Supplied data:
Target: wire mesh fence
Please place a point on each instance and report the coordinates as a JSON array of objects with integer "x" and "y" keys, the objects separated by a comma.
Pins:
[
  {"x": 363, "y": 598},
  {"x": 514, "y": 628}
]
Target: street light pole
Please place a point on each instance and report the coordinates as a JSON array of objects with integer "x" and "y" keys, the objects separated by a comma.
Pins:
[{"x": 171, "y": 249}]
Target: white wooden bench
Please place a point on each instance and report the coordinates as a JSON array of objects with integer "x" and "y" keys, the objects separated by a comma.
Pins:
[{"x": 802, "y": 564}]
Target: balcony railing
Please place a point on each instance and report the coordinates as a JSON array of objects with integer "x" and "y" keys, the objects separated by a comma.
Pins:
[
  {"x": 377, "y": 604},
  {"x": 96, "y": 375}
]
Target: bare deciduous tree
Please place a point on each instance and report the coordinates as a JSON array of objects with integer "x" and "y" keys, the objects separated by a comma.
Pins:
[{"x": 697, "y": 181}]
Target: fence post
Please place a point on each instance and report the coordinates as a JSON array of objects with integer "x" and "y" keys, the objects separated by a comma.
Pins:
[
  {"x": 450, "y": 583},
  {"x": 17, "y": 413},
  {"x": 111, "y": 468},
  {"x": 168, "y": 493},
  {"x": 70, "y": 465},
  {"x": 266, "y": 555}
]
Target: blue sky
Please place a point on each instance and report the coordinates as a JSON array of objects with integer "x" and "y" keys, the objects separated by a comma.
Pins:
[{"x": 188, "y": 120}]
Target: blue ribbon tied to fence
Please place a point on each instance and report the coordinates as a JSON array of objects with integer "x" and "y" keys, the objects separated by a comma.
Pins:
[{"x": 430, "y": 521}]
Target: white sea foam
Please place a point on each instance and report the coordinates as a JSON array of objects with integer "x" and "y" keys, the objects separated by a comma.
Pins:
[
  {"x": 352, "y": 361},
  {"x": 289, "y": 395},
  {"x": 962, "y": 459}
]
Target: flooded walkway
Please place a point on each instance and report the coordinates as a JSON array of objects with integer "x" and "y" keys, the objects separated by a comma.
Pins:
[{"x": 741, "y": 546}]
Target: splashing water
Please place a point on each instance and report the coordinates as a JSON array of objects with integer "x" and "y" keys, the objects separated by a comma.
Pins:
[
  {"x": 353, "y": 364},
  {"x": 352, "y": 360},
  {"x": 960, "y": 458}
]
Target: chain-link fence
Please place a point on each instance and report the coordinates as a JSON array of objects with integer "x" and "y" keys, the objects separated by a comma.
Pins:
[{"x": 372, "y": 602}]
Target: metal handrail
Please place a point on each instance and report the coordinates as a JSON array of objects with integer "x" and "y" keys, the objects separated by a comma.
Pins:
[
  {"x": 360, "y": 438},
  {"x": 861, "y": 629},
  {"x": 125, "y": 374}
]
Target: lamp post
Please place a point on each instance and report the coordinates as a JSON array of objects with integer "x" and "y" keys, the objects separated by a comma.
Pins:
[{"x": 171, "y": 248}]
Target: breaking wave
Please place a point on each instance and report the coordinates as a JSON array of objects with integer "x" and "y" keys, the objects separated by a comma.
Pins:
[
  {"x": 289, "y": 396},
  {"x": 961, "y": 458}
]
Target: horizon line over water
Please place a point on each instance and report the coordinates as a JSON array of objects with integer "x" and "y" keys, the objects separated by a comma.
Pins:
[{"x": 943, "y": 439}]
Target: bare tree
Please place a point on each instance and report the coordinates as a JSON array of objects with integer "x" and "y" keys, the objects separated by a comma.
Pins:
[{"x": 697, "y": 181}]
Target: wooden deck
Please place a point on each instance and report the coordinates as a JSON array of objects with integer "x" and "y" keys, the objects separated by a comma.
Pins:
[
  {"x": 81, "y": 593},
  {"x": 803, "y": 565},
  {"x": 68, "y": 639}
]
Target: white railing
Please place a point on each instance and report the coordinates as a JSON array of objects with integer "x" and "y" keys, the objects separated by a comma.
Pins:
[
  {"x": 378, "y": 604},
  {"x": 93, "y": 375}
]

Instructions for the task:
Which lines of the records contain the word "fence"? Copy each of them.

Task response:
Target: wire mesh fence
Target: fence post
Target: blue ribbon tied to fence
Target: chain-link fence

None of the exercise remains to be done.